__WORK REQUEST A__. Locate every line in the records that contains the string "positive", treating uppercase and lowercase as different, and copy each of those lines.

(SELECTED PASSAGE begins)

Skip to content

Conversation

knrc
Copy link
Contributor

@knrc knrc commented Aug 2, 2025

…lidations

Summary

This PR closes #22, adding support for status updates within the ModelValidation. The status tracks a number of items

  • injectedPodCount (the number of pods associated with the current ModelValidation)
  • uninjectedPodCount (the number of pods labelled for the current ModelValidation, but without having been injected)
  • orphanedPodCount (the number of pods which were injected, but now orphaned because the ModelValidation configuration changed)
  • a list of pod information for each of the above

The PR introduces controllers for tracking pods and modelvalidations, with a separate status tracker for coordinating the tracking and for updating status. Status updates for the ModelValidation resources are debounced, with backoff and retries.

This PR also includes modifications to the CRD printer columns to include the count, for example

NAMESPACE             NAME             AUTH METHOD   INJECTED PODS   UNINJECTED PODS   ORPHANED PODS   AGE
e2e-webhook-test-ns   e2e-test-model                                                                   0s
e2e-webhook-test-ns   e2e-test-model   sigstore      1               0                 0               0s

Unit tests have been written, but we are still missing end to end tests and metrics. The end to end tests and metrics will be handled in separate PRs, as this one is already sizeable.

Release Note

Added status tracking for ModelValidation resources, to track pods which are associated with individual resources. The status of each resource contains

  • the number of pods associated with the current configuration
  • the number of pods associated with a previous configuration
  • the number of pods associated with the ModelValidation, but not injected for validation
  • Lists of pods for each of the previous counts

Documentation

@bouskaJ
Copy link
Contributor

bouskaJ commented Aug 6, 2025

Hello. I did a quick review, as I didn't have much time to look into it further yet. One thing came to mind. You're implementing a retry function with backoff. Isn't it possible to use something from https://github.com/kubernetes/client-go/blob/master/util/retry/util.go instead?

@knrc
Copy link
Contributor Author

knrc commented Aug 6, 2025

Hello. I did a quick review, as I didn't have much time to look into it further yet. One thing came to mind. You're implementing a retry function with backoff. Isn't it possible to use something from https://github.com/kubernetes/client-go/blob/master/util/retry/util.go instead?

That's slightly different, it's a synchronous way of handling the retries so would block any other processing taking place.

The intention of the current retry implementation was to do asynchronous retries with backoffs, but I've just realized that by pushing it back through the debouncer to merge with any other updates I'm losing that. I'll fix it and push up the changes shortly.

(SELECTED PASSAGE ends)
(DATA SECTION begins)

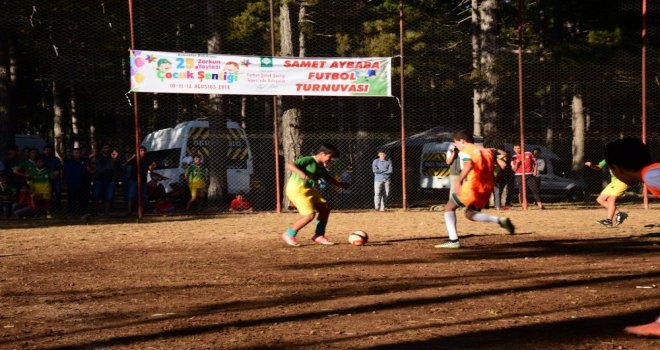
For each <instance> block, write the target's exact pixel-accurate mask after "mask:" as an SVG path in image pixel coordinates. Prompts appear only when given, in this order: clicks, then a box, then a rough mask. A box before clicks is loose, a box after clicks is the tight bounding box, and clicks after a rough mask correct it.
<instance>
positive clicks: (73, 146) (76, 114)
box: [56, 82, 80, 155]
mask: <svg viewBox="0 0 660 350" xmlns="http://www.w3.org/2000/svg"><path fill="white" fill-rule="evenodd" d="M79 134H80V132H79V131H78V110H77V109H76V91H75V88H74V87H73V82H72V83H71V138H72V140H71V141H72V145H73V147H74V148H78V147H80V139H79V137H80V135H79ZM63 151H64V150H63ZM56 152H57V150H56ZM62 155H65V152H63V153H62Z"/></svg>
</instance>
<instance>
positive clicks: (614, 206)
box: [606, 196, 616, 220]
mask: <svg viewBox="0 0 660 350" xmlns="http://www.w3.org/2000/svg"><path fill="white" fill-rule="evenodd" d="M606 200H607V218H608V219H610V220H613V219H614V213H616V196H607V199H606Z"/></svg>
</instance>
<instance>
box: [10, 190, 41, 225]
mask: <svg viewBox="0 0 660 350" xmlns="http://www.w3.org/2000/svg"><path fill="white" fill-rule="evenodd" d="M12 213H13V214H14V216H15V217H18V218H24V217H30V216H33V215H34V214H36V213H37V203H36V201H35V200H34V194H33V193H32V192H30V186H28V185H22V186H21V188H20V190H19V191H18V197H17V199H16V203H14V204H13V205H12Z"/></svg>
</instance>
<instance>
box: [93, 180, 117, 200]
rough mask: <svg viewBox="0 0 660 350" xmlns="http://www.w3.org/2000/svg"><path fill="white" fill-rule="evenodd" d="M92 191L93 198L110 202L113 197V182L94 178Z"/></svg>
mask: <svg viewBox="0 0 660 350" xmlns="http://www.w3.org/2000/svg"><path fill="white" fill-rule="evenodd" d="M92 193H93V195H94V200H96V201H108V202H110V201H112V199H113V198H114V197H115V182H114V181H98V180H94V183H93V184H92Z"/></svg>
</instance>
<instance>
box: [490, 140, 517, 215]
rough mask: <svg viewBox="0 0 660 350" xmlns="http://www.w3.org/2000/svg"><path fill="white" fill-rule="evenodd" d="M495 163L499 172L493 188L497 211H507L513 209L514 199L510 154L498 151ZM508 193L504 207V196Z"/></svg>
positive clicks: (497, 175)
mask: <svg viewBox="0 0 660 350" xmlns="http://www.w3.org/2000/svg"><path fill="white" fill-rule="evenodd" d="M496 152H497V153H496V156H495V161H496V162H497V165H498V167H499V171H498V173H497V174H496V176H495V186H494V187H493V202H494V204H495V209H497V210H506V209H508V208H509V207H511V203H512V198H513V187H514V184H513V183H514V175H513V171H512V170H511V163H510V162H509V152H507V151H504V150H501V149H497V150H496ZM504 191H506V196H505V197H504V205H502V194H503V193H504Z"/></svg>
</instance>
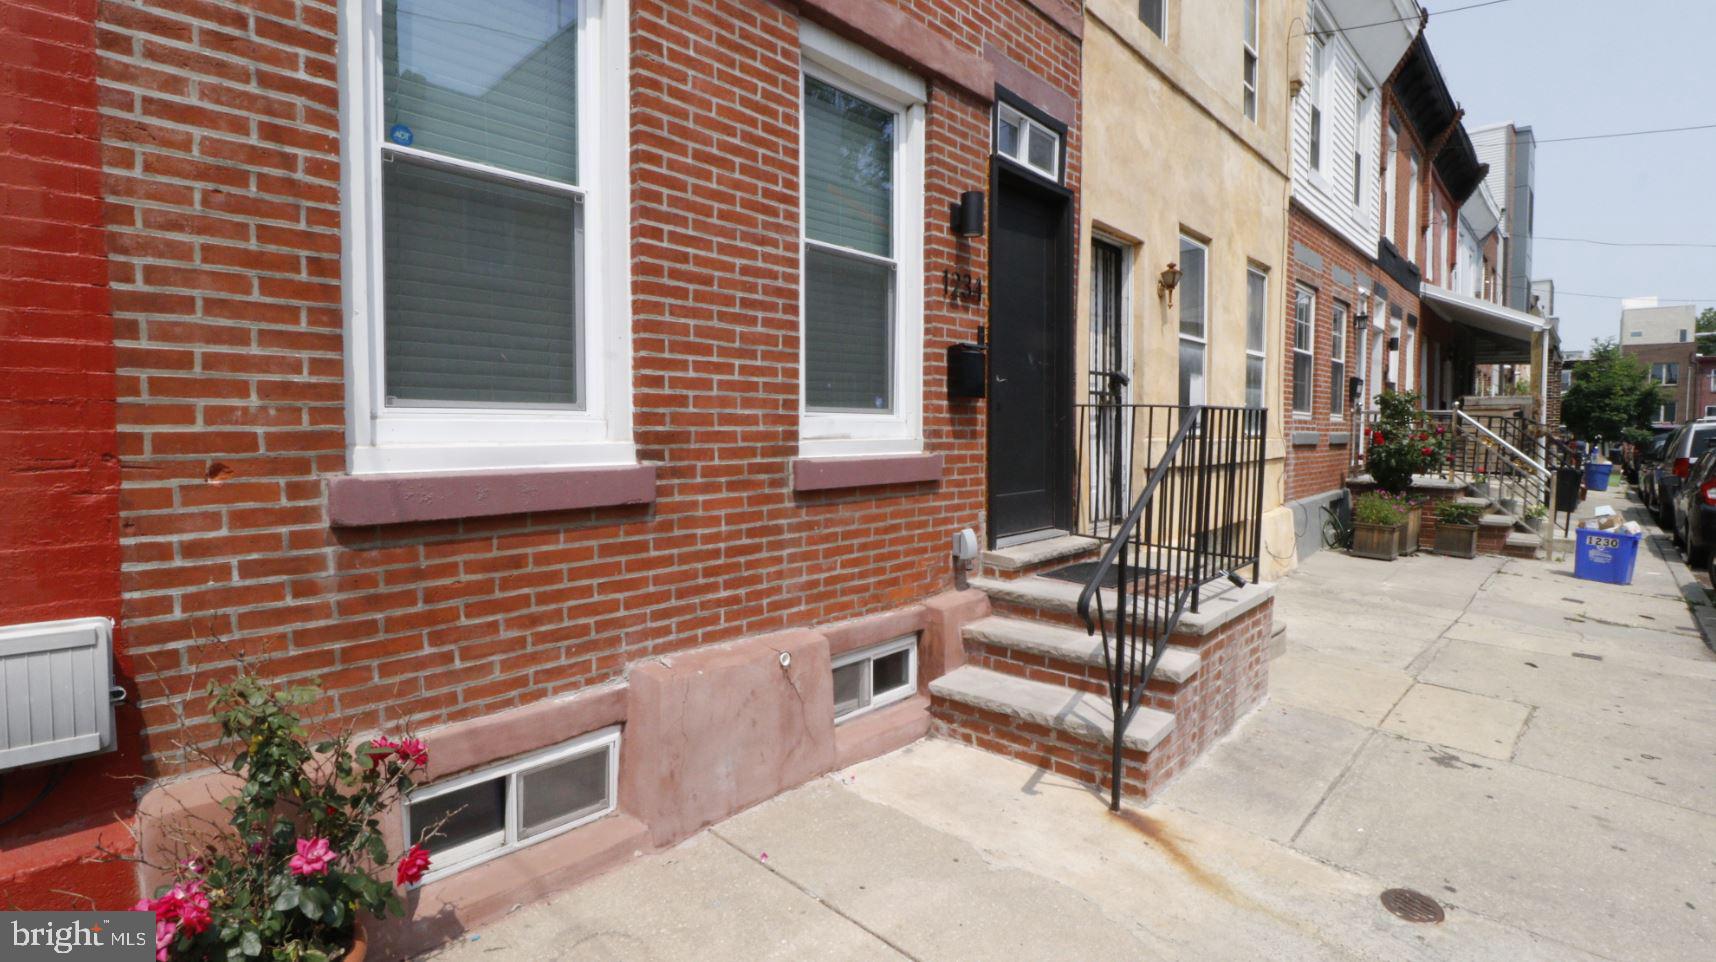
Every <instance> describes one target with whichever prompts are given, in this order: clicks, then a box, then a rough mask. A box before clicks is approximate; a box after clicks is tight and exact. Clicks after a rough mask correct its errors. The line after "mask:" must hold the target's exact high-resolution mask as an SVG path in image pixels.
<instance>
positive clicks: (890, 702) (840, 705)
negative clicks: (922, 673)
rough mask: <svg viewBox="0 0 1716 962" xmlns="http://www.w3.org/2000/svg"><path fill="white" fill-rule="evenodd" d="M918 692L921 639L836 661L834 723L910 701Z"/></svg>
mask: <svg viewBox="0 0 1716 962" xmlns="http://www.w3.org/2000/svg"><path fill="white" fill-rule="evenodd" d="M916 689H918V636H916V634H909V636H906V638H896V640H894V641H887V643H882V645H875V646H870V648H861V650H858V652H848V653H846V655H841V657H837V658H834V722H836V724H839V722H844V720H848V718H855V717H858V715H863V713H865V712H873V710H877V708H882V706H885V705H892V703H896V701H901V700H906V698H911V693H913V691H916Z"/></svg>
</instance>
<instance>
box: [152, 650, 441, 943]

(DATA SECTION ends)

__WORK REQUEST B__. Translate this sentence from the pull request discussion into Spanish: "Status updates for the ModelValidation resources are debounced, with backoff and retries."

__ANSWER SPACE A__.
positive clicks: (73, 146) (76, 114)
positive clicks: (614, 206)
positive clicks: (497, 175)
positive clicks: (890, 702) (840, 705)

__ANSWER SPACE B__. Las actualizaciones de estado de los recursos ModelValidation se someten a debounce, con backoff y reintentos.